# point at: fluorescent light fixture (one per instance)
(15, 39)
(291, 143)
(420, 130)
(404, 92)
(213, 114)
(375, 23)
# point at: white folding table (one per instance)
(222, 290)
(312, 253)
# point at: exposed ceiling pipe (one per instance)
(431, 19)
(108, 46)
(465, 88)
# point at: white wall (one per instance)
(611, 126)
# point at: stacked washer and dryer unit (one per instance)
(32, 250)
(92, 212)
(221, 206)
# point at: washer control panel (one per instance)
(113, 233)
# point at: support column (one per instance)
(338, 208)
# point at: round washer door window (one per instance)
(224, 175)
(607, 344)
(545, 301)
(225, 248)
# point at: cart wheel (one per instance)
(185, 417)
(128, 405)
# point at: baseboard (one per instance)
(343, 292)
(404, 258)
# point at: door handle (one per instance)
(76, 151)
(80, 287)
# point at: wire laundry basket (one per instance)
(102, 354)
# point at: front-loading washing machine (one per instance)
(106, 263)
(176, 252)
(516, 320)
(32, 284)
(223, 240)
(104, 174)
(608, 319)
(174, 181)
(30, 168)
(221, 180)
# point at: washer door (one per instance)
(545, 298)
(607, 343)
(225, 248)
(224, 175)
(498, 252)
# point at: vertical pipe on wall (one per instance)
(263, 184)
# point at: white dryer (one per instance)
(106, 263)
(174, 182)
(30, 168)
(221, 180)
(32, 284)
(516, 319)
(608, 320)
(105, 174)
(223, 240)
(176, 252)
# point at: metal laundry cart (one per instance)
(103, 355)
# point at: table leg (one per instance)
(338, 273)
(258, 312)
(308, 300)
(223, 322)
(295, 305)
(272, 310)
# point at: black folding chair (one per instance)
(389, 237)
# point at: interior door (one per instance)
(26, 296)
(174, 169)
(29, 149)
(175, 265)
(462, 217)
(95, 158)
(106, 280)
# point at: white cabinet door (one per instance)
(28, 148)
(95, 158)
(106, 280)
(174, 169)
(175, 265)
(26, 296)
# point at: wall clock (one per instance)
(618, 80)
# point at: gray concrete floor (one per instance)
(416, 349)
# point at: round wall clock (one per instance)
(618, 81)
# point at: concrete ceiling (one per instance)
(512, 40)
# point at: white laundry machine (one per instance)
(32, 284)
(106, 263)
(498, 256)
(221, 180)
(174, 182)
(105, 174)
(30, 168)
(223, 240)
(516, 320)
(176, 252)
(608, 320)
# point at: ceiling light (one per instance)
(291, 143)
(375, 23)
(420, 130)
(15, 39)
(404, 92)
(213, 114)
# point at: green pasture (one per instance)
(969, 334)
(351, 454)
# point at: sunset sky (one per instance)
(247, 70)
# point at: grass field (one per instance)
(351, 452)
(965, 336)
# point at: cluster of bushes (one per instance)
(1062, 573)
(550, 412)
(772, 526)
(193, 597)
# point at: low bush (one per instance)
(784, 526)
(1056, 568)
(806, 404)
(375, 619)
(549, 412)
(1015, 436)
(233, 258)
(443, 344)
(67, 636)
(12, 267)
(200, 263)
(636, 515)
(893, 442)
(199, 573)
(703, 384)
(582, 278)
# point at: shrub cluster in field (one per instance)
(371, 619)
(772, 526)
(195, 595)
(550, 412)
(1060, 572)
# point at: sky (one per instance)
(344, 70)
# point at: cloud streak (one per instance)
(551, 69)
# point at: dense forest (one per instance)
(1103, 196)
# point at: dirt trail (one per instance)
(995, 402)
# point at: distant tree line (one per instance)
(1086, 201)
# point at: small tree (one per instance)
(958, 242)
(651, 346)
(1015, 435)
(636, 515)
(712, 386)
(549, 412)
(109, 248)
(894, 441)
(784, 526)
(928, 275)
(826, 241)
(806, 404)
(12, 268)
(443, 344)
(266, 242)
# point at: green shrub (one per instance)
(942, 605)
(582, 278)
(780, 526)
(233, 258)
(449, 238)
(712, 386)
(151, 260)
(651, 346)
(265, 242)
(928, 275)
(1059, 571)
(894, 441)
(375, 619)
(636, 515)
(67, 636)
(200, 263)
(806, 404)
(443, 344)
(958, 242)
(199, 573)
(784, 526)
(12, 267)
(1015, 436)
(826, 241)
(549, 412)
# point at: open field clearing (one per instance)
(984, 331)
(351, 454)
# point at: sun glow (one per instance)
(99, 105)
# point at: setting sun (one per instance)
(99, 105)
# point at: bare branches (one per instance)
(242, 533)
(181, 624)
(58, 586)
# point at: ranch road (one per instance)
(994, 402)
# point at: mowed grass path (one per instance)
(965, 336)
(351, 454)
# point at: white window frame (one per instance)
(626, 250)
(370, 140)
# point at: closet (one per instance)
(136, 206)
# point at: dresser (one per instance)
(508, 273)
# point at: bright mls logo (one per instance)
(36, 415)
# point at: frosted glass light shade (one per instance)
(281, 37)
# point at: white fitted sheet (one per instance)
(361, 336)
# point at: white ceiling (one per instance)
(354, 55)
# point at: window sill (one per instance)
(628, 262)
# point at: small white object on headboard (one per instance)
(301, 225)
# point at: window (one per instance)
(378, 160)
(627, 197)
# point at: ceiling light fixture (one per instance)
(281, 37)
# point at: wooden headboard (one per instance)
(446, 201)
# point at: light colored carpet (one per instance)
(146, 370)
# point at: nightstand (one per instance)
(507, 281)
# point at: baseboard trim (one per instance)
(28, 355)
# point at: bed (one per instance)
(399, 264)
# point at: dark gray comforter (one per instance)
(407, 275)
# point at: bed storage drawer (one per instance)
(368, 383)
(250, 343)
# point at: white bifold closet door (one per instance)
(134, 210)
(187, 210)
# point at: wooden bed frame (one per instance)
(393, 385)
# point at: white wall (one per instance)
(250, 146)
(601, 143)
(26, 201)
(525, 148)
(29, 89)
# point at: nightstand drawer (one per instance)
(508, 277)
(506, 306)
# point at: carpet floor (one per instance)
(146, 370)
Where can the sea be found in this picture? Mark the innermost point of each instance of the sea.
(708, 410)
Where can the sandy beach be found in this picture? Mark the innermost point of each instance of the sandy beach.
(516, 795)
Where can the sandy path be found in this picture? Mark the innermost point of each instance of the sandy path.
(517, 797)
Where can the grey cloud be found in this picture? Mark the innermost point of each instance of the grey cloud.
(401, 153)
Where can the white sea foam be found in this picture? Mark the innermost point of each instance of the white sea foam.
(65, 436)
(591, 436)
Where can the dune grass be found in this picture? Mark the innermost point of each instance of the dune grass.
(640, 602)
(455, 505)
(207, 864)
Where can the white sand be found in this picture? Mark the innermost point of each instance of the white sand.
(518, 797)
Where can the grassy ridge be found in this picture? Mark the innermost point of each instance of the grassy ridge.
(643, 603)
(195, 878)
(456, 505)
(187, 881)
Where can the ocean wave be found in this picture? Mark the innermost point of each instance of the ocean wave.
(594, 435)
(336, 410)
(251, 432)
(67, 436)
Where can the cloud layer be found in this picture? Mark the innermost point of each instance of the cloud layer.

Your instructions:
Return every record in full, word for word.

Response to the task:
# point at: fluorescent light fixture (one per instance)
(15, 39)
(291, 143)
(420, 130)
(404, 92)
(213, 114)
(375, 23)
# point at: white folding table (one per instance)
(222, 290)
(312, 253)
# point at: exposed ceiling pipe (one per instance)
(431, 19)
(108, 46)
(465, 88)
# point at: white wall (one per instance)
(611, 126)
# point at: stacked washer and dryer unit (one per instance)
(32, 250)
(92, 212)
(221, 206)
# point at: washer control panel (one per instance)
(113, 233)
# point at: support column (one per instance)
(338, 208)
# point at: round washer door window (one per instance)
(224, 175)
(607, 344)
(545, 301)
(225, 248)
# point at: cart wheel (one per instance)
(185, 417)
(128, 405)
# point at: baseboard (one per instance)
(343, 292)
(404, 258)
# point at: door handle (one per instance)
(76, 151)
(80, 287)
# point at: wire laundry basket (one per instance)
(102, 354)
# point at: front-loading washing machine (one per instance)
(106, 263)
(176, 252)
(516, 320)
(32, 284)
(223, 240)
(104, 174)
(608, 319)
(174, 181)
(30, 168)
(221, 180)
# point at: washer door (one per instance)
(545, 298)
(607, 343)
(225, 248)
(224, 175)
(498, 252)
# point at: vertical pipe on wall (one per instance)
(263, 184)
# point at: white dryer (one per instance)
(106, 263)
(174, 182)
(30, 168)
(221, 180)
(32, 284)
(516, 319)
(608, 320)
(105, 174)
(223, 240)
(176, 252)
# point at: metal laundry cart (one per instance)
(103, 355)
# point at: table leg (one per instance)
(338, 273)
(258, 312)
(308, 300)
(223, 322)
(295, 305)
(272, 310)
# point at: black folding chair (one per instance)
(389, 237)
# point at: interior door (one per instance)
(26, 296)
(174, 169)
(29, 149)
(175, 265)
(462, 217)
(95, 158)
(106, 280)
# point at: white cabinet door (one per instance)
(28, 148)
(95, 158)
(106, 280)
(174, 169)
(175, 265)
(26, 296)
# point at: wall clock (one per instance)
(618, 80)
# point at: gray concrete floor (one per instance)
(416, 349)
# point at: round wall clock (one per instance)
(618, 81)
# point at: concrete ceiling (one per instance)
(512, 40)
# point at: white laundry machine (one per instance)
(32, 284)
(106, 263)
(498, 256)
(221, 180)
(174, 182)
(105, 174)
(30, 168)
(223, 240)
(516, 320)
(176, 252)
(608, 320)
# point at: ceiling light (one per instance)
(291, 143)
(375, 23)
(420, 130)
(15, 39)
(404, 92)
(213, 114)
# point at: green pasture (one per instance)
(969, 334)
(351, 454)
# point at: sunset sky (one per instance)
(247, 70)
# point at: grass field (one per instance)
(351, 452)
(965, 336)
# point at: cluster of bushes (one per instance)
(1062, 573)
(550, 412)
(772, 526)
(193, 597)
# point at: low bush (one per instance)
(784, 526)
(1056, 568)
(806, 404)
(375, 619)
(549, 412)
(1015, 436)
(233, 258)
(443, 344)
(67, 636)
(12, 267)
(200, 263)
(636, 515)
(893, 442)
(199, 573)
(703, 384)
(582, 278)
# point at: shrub cluster in field (one per instance)
(371, 619)
(772, 526)
(195, 595)
(550, 412)
(1060, 572)
# point at: sky (one per instance)
(344, 70)
# point at: cloud streak (one per instance)
(551, 69)
# point at: dense forest (one per instance)
(1103, 196)
# point at: dirt trail (one per instance)
(995, 402)
# point at: distant tree line (one per instance)
(1086, 201)
# point at: small tree (one per instance)
(958, 242)
(651, 346)
(1015, 435)
(636, 515)
(712, 386)
(549, 412)
(109, 248)
(894, 441)
(784, 526)
(928, 275)
(826, 241)
(806, 404)
(12, 268)
(443, 344)
(266, 242)
# point at: green shrub (one per instance)
(942, 605)
(582, 278)
(780, 526)
(233, 258)
(449, 238)
(712, 386)
(151, 260)
(651, 346)
(265, 242)
(928, 275)
(1059, 571)
(894, 441)
(375, 619)
(636, 515)
(67, 636)
(200, 263)
(806, 404)
(443, 344)
(958, 242)
(199, 573)
(784, 526)
(12, 267)
(1015, 436)
(826, 241)
(549, 412)
# point at: open field clearing (one per instance)
(984, 331)
(351, 454)
# point at: sun glow (one per instance)
(99, 105)
# point at: setting sun (one per instance)
(99, 105)
# point at: bare branches (one per instance)
(242, 533)
(181, 624)
(58, 586)
# point at: ranch road (one per instance)
(994, 402)
# point at: mowed grass path (one per instance)
(965, 336)
(351, 454)
# point at: white window frame (one per instance)
(626, 250)
(370, 140)
# point at: closet (one per instance)
(136, 206)
# point at: dresser (one per instance)
(508, 273)
# point at: bright mls logo (one per instance)
(36, 415)
# point at: frosted glass light shade (one per instance)
(281, 37)
# point at: white fitted sheet (one per instance)
(361, 336)
# point at: white ceiling (one per instance)
(354, 55)
# point at: window sill (one per instance)
(628, 262)
# point at: small white object on headboard (one per instance)
(301, 225)
# point at: window (one per instance)
(378, 160)
(627, 197)
# point at: ceiling light fixture (one per instance)
(281, 37)
# point at: wooden headboard (one per instance)
(446, 201)
# point at: light colored carpet (one per instance)
(146, 370)
# point at: nightstand (one per instance)
(507, 281)
# point at: baseboard trim (one per instance)
(28, 355)
# point at: bed (one per instance)
(399, 264)
# point at: dark gray comforter (one per instance)
(407, 275)
# point at: bed storage drawer (one per instance)
(368, 383)
(250, 343)
# point at: white bifold closet door (one per instance)
(134, 210)
(187, 210)
# point at: wooden bed frame (one per instance)
(393, 385)
# point at: white wall (one per instance)
(250, 146)
(601, 143)
(26, 201)
(525, 148)
(29, 89)
# point at: nightstand drawer (one per instance)
(508, 277)
(506, 306)
# point at: carpet floor (one per instance)
(146, 370)
Where can the sea be found in this picture? Mark the innermost point of each instance of the sea.
(708, 410)
Where can the sandy beach be found in this picture? Mark the innermost point of each instance of the sandy beach.
(516, 795)
Where can the sandy path be found in this picture? Mark the innermost point of each instance of the sandy path.
(517, 797)
Where can the grey cloud be found in this picture? Mark the innermost point of each instance of the grey cloud.
(401, 153)
Where can the white sea foam be found in this picture? Mark the innermost point of each instance of the white sea foam.
(65, 436)
(591, 436)
Where can the dune grass be found in this picture? Mark the innermost point of each instance of the dune grass.
(640, 602)
(455, 505)
(207, 864)
Where can the white sand be found in this picture? Mark the innermost point of each instance of the white sand.
(518, 797)
Where can the grassy ridge be found in this picture? Mark the innermost point of each instance of the grassy ridge.
(643, 603)
(195, 878)
(456, 505)
(187, 881)
Where can the ocean wave be found in this picture? Mark the innermost point of each instance of the ocean wave.
(594, 435)
(336, 410)
(251, 432)
(67, 436)
Where can the cloud layer be found in this picture? Mark the innermost point of each instance of the cloud layer.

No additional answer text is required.